WORK REQUIRED:
Where the word "concrete" appears in a line below, copy the whole line.

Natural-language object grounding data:
========================
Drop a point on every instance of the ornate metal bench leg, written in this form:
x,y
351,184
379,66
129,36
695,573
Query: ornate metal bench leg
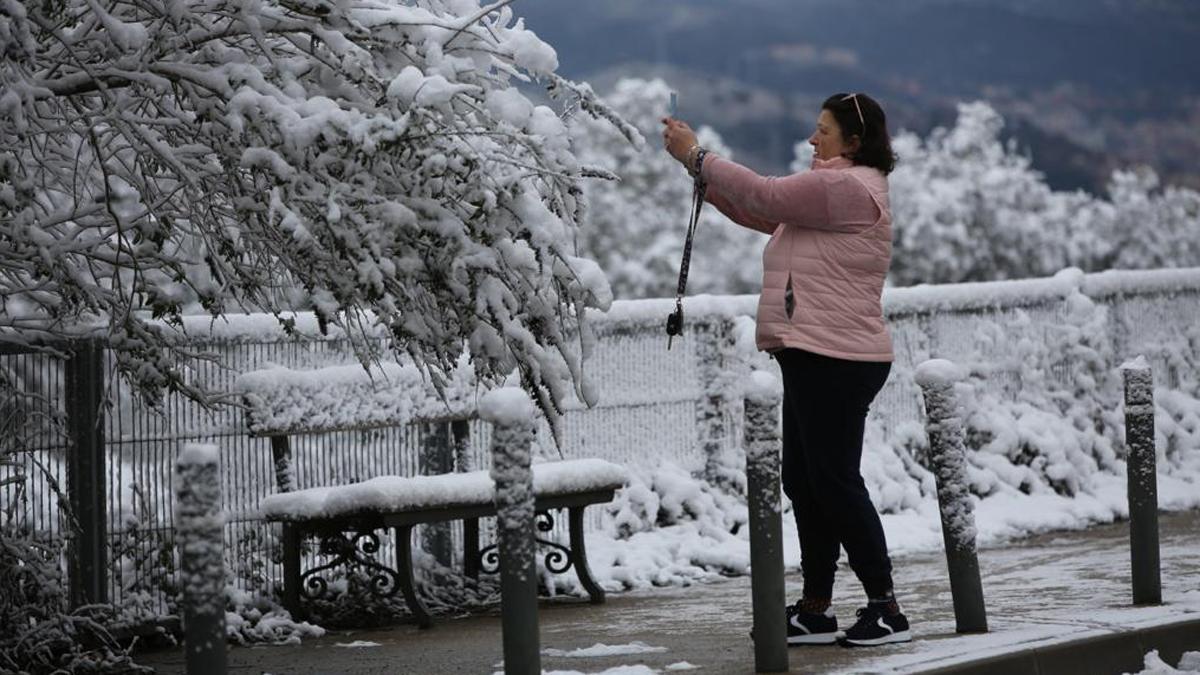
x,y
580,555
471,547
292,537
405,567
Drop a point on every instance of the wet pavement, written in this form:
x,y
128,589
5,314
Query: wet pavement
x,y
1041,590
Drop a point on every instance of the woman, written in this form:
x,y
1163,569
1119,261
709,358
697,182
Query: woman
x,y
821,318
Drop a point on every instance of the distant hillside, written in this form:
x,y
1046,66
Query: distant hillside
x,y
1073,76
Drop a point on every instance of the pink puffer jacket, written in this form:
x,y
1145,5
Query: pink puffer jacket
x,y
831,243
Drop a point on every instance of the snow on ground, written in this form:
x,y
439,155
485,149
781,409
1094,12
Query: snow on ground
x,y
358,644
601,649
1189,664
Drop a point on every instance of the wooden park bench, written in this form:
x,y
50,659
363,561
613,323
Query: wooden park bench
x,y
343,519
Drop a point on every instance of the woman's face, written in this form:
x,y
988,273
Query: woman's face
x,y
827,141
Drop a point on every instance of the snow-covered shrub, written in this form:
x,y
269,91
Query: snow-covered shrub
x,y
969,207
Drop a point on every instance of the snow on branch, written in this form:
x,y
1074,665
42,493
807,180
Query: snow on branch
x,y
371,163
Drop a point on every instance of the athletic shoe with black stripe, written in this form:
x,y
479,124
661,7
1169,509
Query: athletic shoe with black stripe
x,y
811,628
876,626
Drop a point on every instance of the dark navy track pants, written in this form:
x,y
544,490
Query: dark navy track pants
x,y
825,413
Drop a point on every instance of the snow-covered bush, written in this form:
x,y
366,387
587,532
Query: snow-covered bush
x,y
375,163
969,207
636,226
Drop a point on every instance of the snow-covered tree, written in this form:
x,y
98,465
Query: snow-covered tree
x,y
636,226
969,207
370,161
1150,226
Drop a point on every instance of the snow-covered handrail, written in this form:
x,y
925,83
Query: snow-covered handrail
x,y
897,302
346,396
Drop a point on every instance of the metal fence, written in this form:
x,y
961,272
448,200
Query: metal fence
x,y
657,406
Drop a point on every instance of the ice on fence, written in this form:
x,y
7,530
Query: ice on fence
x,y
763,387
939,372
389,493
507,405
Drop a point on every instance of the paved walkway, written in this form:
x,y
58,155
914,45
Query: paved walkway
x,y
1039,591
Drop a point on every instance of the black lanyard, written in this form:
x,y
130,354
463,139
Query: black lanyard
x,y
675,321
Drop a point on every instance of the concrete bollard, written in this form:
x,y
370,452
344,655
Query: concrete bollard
========================
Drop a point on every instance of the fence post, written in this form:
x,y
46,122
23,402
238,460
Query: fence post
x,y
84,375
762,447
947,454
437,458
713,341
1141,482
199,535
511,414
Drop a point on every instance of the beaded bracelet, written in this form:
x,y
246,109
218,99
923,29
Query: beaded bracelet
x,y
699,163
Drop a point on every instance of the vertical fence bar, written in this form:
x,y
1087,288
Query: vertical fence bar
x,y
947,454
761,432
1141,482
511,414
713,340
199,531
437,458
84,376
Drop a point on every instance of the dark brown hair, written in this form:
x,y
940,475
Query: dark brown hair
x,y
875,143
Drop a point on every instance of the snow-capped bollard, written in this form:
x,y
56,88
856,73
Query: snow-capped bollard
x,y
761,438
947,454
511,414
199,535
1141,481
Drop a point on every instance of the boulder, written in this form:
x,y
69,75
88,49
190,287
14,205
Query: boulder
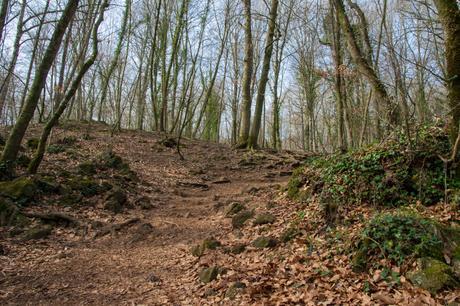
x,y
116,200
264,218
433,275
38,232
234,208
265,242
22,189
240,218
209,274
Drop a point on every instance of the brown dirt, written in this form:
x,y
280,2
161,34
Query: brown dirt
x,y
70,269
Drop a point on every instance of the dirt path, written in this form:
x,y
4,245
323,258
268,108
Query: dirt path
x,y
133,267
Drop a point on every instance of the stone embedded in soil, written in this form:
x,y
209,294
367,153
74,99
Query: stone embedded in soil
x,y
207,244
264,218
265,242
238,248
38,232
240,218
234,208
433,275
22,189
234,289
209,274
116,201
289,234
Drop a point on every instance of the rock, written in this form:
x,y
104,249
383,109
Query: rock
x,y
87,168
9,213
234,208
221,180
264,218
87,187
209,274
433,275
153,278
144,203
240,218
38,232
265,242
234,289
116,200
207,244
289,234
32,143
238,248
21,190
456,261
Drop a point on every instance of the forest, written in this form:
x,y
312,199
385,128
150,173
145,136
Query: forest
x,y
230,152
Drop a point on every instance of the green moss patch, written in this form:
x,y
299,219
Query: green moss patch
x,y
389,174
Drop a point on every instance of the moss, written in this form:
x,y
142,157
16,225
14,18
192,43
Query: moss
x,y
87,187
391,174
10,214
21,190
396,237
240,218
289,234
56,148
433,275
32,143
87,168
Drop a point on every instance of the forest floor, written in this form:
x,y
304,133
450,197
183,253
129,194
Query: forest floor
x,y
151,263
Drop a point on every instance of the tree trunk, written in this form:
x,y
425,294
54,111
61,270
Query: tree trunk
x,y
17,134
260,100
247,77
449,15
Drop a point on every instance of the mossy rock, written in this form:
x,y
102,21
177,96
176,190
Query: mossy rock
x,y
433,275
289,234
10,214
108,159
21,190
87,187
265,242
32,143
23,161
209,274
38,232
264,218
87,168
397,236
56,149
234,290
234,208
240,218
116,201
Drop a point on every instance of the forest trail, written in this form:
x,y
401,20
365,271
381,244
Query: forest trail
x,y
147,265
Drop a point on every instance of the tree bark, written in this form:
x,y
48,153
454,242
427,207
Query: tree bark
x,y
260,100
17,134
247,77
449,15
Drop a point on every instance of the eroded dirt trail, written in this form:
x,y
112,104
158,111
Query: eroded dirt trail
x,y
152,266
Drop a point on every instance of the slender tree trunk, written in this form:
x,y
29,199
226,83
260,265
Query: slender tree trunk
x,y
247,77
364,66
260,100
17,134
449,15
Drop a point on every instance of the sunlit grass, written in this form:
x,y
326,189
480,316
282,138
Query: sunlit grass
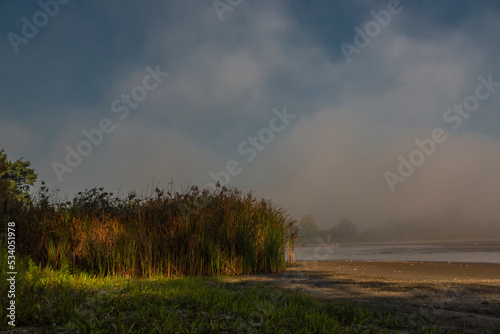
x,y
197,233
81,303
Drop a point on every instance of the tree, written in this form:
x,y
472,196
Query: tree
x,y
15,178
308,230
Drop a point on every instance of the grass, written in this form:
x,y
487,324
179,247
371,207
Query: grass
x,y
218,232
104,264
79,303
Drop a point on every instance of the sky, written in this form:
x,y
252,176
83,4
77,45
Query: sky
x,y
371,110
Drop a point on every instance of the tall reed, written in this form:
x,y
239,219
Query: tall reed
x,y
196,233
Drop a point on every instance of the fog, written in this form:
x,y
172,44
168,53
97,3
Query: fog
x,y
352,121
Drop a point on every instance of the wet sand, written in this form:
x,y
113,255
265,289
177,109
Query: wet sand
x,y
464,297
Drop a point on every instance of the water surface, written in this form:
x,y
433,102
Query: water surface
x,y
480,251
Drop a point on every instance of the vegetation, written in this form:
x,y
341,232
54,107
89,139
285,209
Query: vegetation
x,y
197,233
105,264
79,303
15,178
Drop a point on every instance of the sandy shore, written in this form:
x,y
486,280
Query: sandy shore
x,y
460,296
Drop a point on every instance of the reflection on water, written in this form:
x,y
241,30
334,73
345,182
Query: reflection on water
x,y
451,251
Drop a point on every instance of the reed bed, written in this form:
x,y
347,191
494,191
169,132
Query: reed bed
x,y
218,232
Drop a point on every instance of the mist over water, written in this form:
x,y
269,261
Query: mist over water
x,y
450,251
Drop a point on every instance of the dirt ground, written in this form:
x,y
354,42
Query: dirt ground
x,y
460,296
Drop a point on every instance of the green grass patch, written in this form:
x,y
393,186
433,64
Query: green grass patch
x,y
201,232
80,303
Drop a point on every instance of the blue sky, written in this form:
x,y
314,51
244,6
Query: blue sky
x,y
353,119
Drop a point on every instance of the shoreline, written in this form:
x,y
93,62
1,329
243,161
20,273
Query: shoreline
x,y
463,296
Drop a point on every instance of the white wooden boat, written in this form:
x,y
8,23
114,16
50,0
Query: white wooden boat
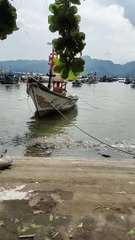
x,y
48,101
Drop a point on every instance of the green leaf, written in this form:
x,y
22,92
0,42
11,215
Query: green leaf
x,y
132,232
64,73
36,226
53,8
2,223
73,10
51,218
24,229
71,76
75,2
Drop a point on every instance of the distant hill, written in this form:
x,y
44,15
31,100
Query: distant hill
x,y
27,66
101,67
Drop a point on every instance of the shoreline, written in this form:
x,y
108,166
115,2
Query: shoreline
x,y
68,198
========================
TASK ANSWER:
Drop a point on every instance of the concrete bollard, written in this form:
Query: concrete bollard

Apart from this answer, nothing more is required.